[ТЕКСТ ДЛЯ ЧТЕНИЯ]
++++++++
Таким образом, вся долгая московская жизнь глобенковской семьи, в том числе и Тани, протекала под гнетом тяжелой семейной тайны – раскулаченных, но случайно избежавших сибирской ссылки. Страх перед «черным вороном» (т.е. ночным арестом работниками госбезопасности), которыми болели граждане в эти годы, для прадеда и его семьи был особенно остр и мучителен. На нервы и психику детей страх действовал с разрушительной силой, вырабатывая удвоенную осторожность и чуткость. Даже при внешнем благополучии жизни и карьеры (в анкетах – «пролетарское происхождение», образование – вплоть до высшего, возможность допуска к секретной и даже «руководящей» работе, поездки заграницу и т.д. и т.п.).

А теперь пришла пора рассказать о маме бабушки Тани. Ваша прабабушка Поля еще, слава богу, жива и, бог даст, долго еще будет с нами. Вы ее сами знаете, а в будущем, может, узнаете больше. Но я хочу рассказать о ней прежней – давешней и молодой, когда-то родившей девочку Таню и ее воспитавшей.

Пелагея Михайловна Шевцова родилась в 1894 году в соседней, уже русской деревне Нечаевке, в весьма богатой крестьянской семье. Она называла мне своих родителей – Михаила Сергеевича и Варвару Васильевну Шевцовых, и даже вспоминала свою бабушку Марию и деда Сергея Александровича Шевцова. И, наверное, крестьянское (а может, и не крестьянское) имя вашего пра-пра-пра-прадеда Александра Шевцова обозначит самую дальнюю вглубь истории ступень знания своих предков. Время жизни Александра Шевцова – время Александра Первого и Александра Пушкина.

Поля была одной из семерых дочерей. Семь же сыновей умерло в детстве. Из переселения на Кубань ничего не вышло, но какие-то деньги и земли (кубанские и украинские) у семьи оставались. Вместо умерших сыновей работали батраки. В приданное за каждой дочерью Михаил Сергеевич давал десятину земли – большое по тем временам богатство – главная надежда Митрофана на успех.
++++++++
[ДАННЫЕ]
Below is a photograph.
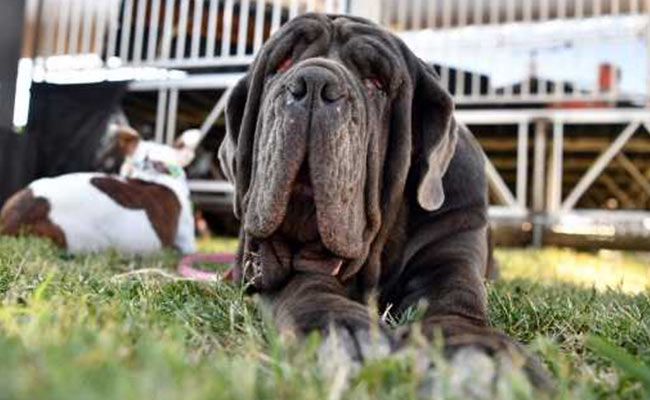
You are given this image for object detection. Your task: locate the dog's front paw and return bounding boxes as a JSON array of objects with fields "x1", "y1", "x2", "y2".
[
  {"x1": 398, "y1": 318, "x2": 554, "y2": 399},
  {"x1": 318, "y1": 323, "x2": 393, "y2": 376}
]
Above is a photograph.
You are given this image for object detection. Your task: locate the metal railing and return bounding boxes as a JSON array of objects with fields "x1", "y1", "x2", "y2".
[
  {"x1": 23, "y1": 0, "x2": 650, "y2": 108},
  {"x1": 378, "y1": 0, "x2": 650, "y2": 108},
  {"x1": 23, "y1": 0, "x2": 347, "y2": 70}
]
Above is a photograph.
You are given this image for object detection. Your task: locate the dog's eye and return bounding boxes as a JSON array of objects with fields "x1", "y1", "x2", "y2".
[
  {"x1": 275, "y1": 57, "x2": 293, "y2": 73},
  {"x1": 363, "y1": 76, "x2": 384, "y2": 91}
]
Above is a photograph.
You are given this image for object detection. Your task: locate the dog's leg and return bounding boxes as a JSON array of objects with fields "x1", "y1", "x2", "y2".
[
  {"x1": 266, "y1": 273, "x2": 392, "y2": 366},
  {"x1": 386, "y1": 214, "x2": 550, "y2": 388}
]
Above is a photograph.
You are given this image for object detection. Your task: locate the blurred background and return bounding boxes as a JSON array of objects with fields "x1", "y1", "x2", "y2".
[{"x1": 0, "y1": 0, "x2": 650, "y2": 250}]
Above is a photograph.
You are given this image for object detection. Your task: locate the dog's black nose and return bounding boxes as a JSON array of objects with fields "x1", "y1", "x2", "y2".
[{"x1": 287, "y1": 65, "x2": 345, "y2": 103}]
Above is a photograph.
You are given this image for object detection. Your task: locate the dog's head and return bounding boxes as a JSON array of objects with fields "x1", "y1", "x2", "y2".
[
  {"x1": 219, "y1": 14, "x2": 457, "y2": 287},
  {"x1": 98, "y1": 125, "x2": 200, "y2": 180}
]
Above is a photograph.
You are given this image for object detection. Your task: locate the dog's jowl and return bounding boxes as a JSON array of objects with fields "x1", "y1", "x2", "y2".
[{"x1": 220, "y1": 14, "x2": 545, "y2": 390}]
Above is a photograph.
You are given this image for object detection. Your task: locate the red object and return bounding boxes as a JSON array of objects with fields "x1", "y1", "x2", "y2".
[{"x1": 178, "y1": 253, "x2": 235, "y2": 282}]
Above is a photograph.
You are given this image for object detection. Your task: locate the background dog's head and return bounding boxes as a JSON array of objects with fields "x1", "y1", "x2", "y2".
[
  {"x1": 219, "y1": 14, "x2": 456, "y2": 287},
  {"x1": 98, "y1": 125, "x2": 201, "y2": 180}
]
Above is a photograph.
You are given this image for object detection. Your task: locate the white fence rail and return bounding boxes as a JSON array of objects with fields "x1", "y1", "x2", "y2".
[
  {"x1": 24, "y1": 0, "x2": 650, "y2": 108},
  {"x1": 23, "y1": 0, "x2": 347, "y2": 70}
]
++++++++
[ЧТО ТРЕБУЕТСЯ] Продолжите семейные воспоминания о прабабушке Поле, начав сразу после их последнего предложения. Строки для этой работы не понадобятся.

[ОТВЕТ]
Кроме этой земли и всяких тряпок, Поля принесла в свою новую семью железное здоровье, неутомимость в работе, простосердечие и доброту. И сегодня у женщин двойная нагрузка: на работе и дома. Однако прежняя жизнь крестьянки была много тяжелее. На ней лежала ответственность и за детей и стариков, и за домашнюю скотину-птицу, и за помощь мужу в поле. Ранний (далеко затемно) подъем, чтобы успеть «нагодувать скотину», и поздний (заполночь) конец прядильной домотканой работы. Таков был обычный день молодой Поли и таким же он был летом, когда вставать надо было с первыми лучами солнца, а возвращаться с поля лишь в сумерках. До сих пор в ее рассказах о прежней жизни звучит обида на Митрофана, который летом работал много и тяжело, зато зимой, после осенней страды, в перерывах между молотьбой, позволял себе спать, отдыхать (много-много), но не делал ни малейшей попытки помочь ей, соблюдал традиции (по традиции, возня с детьми, готовка еды, «годувание скотины», домоткачество и др. считались женской работой).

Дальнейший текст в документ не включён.